> [REQUIREMENT]:
Transcribe the tail of the listing: start at the line containing "Question: What bounding box encloses the rocky" and stop after the last line, keeping every character as is and adding nothing.

> [EXERCISE INPUTS]:
+ + + +

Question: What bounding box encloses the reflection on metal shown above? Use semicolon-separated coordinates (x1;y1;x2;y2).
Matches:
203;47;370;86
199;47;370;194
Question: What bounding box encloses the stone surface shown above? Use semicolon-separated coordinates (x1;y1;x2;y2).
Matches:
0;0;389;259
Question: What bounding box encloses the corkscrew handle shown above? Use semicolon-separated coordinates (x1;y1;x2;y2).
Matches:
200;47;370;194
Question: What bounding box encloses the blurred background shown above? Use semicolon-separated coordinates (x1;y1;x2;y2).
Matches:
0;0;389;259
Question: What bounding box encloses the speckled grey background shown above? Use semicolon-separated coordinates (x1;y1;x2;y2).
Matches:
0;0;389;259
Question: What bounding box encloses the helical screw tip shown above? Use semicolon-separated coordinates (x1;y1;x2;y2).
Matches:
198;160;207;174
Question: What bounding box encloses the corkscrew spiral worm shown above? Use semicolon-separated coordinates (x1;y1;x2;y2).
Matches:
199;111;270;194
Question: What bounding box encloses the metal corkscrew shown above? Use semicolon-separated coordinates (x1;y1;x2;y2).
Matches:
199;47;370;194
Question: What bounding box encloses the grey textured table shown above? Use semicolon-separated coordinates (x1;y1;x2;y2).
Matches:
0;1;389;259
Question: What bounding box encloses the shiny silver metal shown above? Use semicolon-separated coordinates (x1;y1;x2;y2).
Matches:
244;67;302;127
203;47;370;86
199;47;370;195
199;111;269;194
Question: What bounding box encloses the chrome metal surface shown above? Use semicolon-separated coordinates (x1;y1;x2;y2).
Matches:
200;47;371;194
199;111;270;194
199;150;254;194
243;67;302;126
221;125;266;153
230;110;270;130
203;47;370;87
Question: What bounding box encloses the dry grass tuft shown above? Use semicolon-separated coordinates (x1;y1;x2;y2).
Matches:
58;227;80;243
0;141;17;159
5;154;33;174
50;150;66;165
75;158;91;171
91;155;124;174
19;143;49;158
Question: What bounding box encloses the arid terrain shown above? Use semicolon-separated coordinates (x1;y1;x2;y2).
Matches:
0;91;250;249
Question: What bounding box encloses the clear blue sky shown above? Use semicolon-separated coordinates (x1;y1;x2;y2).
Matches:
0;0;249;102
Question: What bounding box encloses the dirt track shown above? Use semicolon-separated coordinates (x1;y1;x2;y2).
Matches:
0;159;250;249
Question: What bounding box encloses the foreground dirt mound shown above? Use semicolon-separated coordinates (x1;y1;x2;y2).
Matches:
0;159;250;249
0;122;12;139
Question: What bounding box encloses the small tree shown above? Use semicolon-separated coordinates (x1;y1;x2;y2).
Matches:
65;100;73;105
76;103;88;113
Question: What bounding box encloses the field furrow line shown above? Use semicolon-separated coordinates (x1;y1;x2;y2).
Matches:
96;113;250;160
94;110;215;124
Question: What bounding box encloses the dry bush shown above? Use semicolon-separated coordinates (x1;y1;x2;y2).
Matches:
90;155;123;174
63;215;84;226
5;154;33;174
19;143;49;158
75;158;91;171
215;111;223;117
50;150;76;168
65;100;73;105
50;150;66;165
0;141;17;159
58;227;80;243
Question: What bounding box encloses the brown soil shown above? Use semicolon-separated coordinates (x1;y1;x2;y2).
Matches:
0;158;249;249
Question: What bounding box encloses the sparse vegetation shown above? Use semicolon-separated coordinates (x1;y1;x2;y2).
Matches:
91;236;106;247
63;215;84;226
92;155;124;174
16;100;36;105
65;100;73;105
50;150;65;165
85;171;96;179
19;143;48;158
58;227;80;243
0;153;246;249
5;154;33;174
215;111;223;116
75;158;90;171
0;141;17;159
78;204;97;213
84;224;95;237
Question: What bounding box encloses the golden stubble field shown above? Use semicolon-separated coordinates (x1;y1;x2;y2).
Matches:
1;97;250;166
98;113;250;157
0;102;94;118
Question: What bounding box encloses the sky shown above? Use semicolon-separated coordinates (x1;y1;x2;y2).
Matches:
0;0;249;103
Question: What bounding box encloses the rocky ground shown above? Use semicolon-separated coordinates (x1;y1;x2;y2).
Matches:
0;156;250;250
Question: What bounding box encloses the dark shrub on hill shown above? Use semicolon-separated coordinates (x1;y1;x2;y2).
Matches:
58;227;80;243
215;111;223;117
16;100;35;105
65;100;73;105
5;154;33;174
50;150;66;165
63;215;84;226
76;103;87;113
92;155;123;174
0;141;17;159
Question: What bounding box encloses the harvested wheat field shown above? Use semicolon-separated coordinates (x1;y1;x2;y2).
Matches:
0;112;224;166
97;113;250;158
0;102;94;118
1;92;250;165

+ + + +

> [SOLVED PROBLEM]:
Question: What bounding box encloses the rocky ground shown above? Use semicolon-separated coordinates (x1;y1;x2;y2).
Matches:
0;156;250;250
Question: What bounding box encloses the dark shrub on hill shown above? Use semicolon-separated coordinates (x1;y1;x2;y2).
Matches:
58;227;80;243
215;111;223;117
16;100;35;105
65;100;73;105
5;154;33;174
50;150;66;165
63;215;84;226
76;103;87;113
92;155;123;174
0;141;17;159
Question: What bounding box encloses the harvested wheat field shown above? Use semicolon-separated coordinates (x1;y1;x2;y2).
Matches:
0;112;224;166
97;113;250;158
0;102;94;118
1;92;250;165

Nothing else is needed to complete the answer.